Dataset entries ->
————————
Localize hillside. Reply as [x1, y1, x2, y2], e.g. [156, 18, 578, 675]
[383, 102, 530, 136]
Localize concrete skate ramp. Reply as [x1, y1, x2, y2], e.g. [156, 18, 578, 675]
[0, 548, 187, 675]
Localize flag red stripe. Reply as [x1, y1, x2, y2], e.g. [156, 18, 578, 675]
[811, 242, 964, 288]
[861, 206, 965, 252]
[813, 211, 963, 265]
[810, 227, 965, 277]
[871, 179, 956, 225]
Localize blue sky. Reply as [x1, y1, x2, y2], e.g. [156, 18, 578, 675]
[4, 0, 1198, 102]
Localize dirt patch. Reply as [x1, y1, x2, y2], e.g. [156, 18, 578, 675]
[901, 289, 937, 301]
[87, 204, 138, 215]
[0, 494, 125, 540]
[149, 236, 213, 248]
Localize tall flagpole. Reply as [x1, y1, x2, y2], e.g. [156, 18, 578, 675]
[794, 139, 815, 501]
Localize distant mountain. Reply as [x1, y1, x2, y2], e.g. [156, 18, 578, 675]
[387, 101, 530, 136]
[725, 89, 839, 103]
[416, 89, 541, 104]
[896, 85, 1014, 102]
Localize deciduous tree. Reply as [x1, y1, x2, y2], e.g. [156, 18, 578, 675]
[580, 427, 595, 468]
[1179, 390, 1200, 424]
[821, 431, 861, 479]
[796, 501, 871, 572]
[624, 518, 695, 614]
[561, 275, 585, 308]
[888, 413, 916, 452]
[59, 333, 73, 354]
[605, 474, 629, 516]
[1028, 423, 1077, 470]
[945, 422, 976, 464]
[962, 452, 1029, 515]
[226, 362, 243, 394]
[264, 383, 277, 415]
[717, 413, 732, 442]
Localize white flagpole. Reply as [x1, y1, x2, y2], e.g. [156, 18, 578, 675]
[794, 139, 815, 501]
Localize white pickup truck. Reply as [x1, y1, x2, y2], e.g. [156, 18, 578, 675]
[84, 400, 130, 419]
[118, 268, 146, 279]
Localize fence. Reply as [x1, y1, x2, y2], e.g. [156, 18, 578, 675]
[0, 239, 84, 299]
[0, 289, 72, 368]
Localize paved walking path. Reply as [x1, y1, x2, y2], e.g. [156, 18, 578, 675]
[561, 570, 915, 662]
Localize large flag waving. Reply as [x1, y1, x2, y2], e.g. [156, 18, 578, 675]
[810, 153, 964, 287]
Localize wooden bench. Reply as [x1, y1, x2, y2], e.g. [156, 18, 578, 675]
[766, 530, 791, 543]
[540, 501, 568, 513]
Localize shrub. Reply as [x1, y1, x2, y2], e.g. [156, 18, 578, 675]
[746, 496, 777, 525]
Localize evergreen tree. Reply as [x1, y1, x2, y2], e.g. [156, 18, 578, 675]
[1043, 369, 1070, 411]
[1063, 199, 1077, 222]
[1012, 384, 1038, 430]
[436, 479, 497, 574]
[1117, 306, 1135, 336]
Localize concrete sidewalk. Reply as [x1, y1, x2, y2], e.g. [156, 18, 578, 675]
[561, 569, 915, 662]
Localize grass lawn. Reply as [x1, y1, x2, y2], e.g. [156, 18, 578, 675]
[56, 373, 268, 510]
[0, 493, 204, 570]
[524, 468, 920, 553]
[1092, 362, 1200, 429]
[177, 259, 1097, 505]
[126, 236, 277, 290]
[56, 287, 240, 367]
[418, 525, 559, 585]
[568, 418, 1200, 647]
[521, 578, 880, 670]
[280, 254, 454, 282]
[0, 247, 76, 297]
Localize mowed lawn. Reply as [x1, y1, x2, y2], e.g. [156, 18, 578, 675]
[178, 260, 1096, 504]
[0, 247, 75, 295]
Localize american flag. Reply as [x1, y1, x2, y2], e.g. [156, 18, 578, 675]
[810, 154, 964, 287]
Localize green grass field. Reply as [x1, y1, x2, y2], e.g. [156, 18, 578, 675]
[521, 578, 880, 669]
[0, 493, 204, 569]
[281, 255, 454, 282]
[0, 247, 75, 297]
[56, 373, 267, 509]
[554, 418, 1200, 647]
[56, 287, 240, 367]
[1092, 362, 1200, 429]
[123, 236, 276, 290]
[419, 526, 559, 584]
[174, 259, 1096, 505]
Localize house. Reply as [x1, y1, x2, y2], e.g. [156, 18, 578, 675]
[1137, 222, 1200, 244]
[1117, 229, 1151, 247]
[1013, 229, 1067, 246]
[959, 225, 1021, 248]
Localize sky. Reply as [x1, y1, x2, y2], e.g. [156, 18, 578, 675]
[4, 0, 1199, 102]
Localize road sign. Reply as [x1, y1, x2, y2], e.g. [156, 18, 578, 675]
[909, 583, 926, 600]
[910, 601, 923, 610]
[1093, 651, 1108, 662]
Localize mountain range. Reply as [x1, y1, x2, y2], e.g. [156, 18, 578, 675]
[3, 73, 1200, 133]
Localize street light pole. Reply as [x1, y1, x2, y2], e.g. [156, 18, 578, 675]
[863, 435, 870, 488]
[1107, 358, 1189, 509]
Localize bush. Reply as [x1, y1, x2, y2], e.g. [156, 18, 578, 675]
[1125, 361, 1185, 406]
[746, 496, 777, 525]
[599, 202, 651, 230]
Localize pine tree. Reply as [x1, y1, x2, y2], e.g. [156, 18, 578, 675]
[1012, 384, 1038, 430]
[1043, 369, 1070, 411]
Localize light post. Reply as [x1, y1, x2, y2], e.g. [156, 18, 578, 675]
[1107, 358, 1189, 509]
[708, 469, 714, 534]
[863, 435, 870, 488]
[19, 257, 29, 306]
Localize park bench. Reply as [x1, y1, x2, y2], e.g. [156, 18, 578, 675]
————————
WHAT IS REQUIRED -> Reply with the complete records, restated exactly.

ANSWER TO THIS TASK ->
Localize hillside. Reply as [x1, y1, x2, y2], e.g. [156, 18, 578, 675]
[383, 102, 530, 136]
Localize concrete skate ramp. Reply as [x1, y1, x2, y2], e.g. [156, 18, 578, 675]
[0, 548, 187, 675]
Localize flag red stripe. Reply as [x1, y1, x2, y2], e.g. [156, 18, 578, 675]
[811, 242, 964, 288]
[861, 206, 965, 252]
[813, 211, 963, 265]
[810, 227, 965, 277]
[871, 179, 956, 225]
Localize blue sky. Reply as [x1, y1, x2, y2], e.g. [156, 18, 578, 675]
[4, 0, 1198, 102]
Localize dirt patch. Reply as [x1, y1, x2, y2], e.g. [156, 18, 578, 675]
[901, 289, 937, 301]
[87, 204, 138, 215]
[0, 494, 125, 540]
[149, 236, 213, 248]
Localize tall flagpole. Reply as [x1, y1, x2, y2], e.g. [156, 18, 578, 675]
[794, 139, 815, 501]
Localize distant mountain. Reply as [x1, y1, x2, y2], e.g. [156, 18, 578, 675]
[387, 101, 530, 136]
[725, 89, 839, 103]
[416, 89, 541, 104]
[896, 85, 1014, 102]
Localize deciduous tree. Reply as [x1, y1, x2, y2], e.g. [156, 18, 578, 675]
[580, 427, 595, 468]
[1179, 390, 1200, 424]
[821, 431, 861, 479]
[796, 501, 871, 572]
[624, 518, 695, 614]
[561, 275, 585, 308]
[888, 413, 916, 452]
[59, 333, 73, 354]
[605, 474, 629, 516]
[1028, 423, 1077, 470]
[945, 422, 976, 464]
[962, 452, 1029, 515]
[226, 362, 243, 394]
[264, 383, 277, 415]
[717, 413, 732, 442]
Localize white flagpole. Reply as [x1, y1, x2, y2], e.g. [156, 18, 578, 675]
[794, 139, 815, 501]
Localize white pickup truck. Reply as [x1, y1, x2, y2], e.g. [156, 18, 578, 675]
[84, 400, 130, 419]
[118, 268, 146, 279]
Localize fence. Reply as [x1, y1, x2, y2], e.g. [156, 18, 578, 675]
[0, 239, 84, 299]
[0, 289, 72, 368]
Localize paved walking path. Reply as [x1, y1, x2, y2], e.g. [156, 18, 578, 675]
[561, 570, 915, 662]
Localize large flag waving. Reply as [x1, y1, x2, y2], e.g. [156, 18, 578, 675]
[810, 153, 964, 287]
Localize wooden bench. Reply as [x1, y1, x2, y2], e.g. [156, 18, 578, 675]
[766, 530, 791, 543]
[540, 501, 568, 513]
Localize shrub. Reply as [x1, y1, x2, y2], e.g. [156, 18, 578, 675]
[746, 496, 777, 525]
Localize evergreen tree. Reply as [x1, y1, x2, y2], e.g. [156, 18, 578, 675]
[1043, 369, 1070, 411]
[1063, 199, 1077, 222]
[1012, 384, 1038, 430]
[436, 479, 497, 574]
[1117, 306, 1135, 336]
Localize concrete sidewalk. Reply as [x1, y1, x2, y2], e.g. [156, 18, 578, 675]
[561, 569, 915, 662]
Localize grass lawn. Reply as [x1, y1, x2, y2], e.g. [156, 18, 578, 675]
[56, 373, 268, 510]
[0, 493, 204, 570]
[524, 468, 920, 553]
[1092, 362, 1200, 429]
[177, 259, 1097, 505]
[126, 236, 277, 290]
[56, 287, 240, 367]
[418, 525, 559, 585]
[568, 418, 1200, 647]
[521, 578, 880, 670]
[280, 254, 454, 282]
[0, 247, 76, 297]
Localize mowed lawn. Reply as [x1, y1, x2, y2], e.g. [156, 18, 578, 675]
[178, 260, 1096, 504]
[0, 247, 75, 295]
Localize american flag. Reply as [x1, y1, x2, y2], e.g. [156, 18, 578, 675]
[810, 154, 964, 287]
Localize green grass field. Reply as [x1, y1, x2, y2], e.g. [156, 18, 578, 675]
[521, 578, 880, 669]
[0, 493, 204, 569]
[281, 255, 454, 282]
[0, 247, 75, 297]
[56, 373, 267, 509]
[554, 418, 1200, 647]
[56, 287, 240, 367]
[1092, 362, 1200, 429]
[123, 236, 276, 290]
[419, 526, 559, 584]
[174, 259, 1096, 505]
Localize house. Reply as [x1, y1, x2, y2], e.g. [156, 18, 578, 675]
[1137, 222, 1200, 244]
[1117, 229, 1151, 247]
[1013, 229, 1067, 246]
[959, 225, 1021, 248]
Localize sky. Reply as [x1, y1, x2, y2], e.g. [156, 18, 578, 675]
[4, 0, 1199, 102]
Localize road sign. Reply as [x1, y1, x2, y2], e.g. [156, 18, 578, 675]
[909, 583, 926, 600]
[910, 601, 923, 610]
[1093, 651, 1108, 662]
Localize mountain range. Reply as [x1, y1, x2, y2], e.g. [156, 18, 578, 675]
[3, 73, 1200, 133]
Localize street light pole. Reply as [x1, y1, x2, y2], e.g. [156, 18, 578, 675]
[863, 435, 870, 488]
[1107, 358, 1189, 509]
Localize bush. Reply as [x1, y1, x2, y2], e.g. [156, 18, 578, 675]
[1125, 361, 1185, 406]
[746, 496, 777, 525]
[599, 202, 651, 230]
Localize pine tree. Reply as [x1, y1, x2, y2], e.g. [156, 18, 578, 675]
[1012, 384, 1038, 430]
[1043, 369, 1070, 411]
Localize light post. Reply as [x1, y1, x2, y2], e.g. [156, 18, 578, 675]
[1107, 358, 1189, 509]
[708, 469, 714, 534]
[863, 435, 870, 488]
[19, 257, 29, 306]
Localize park bench. Reply as [x1, y1, x2, y2], e.g. [156, 18, 578, 675]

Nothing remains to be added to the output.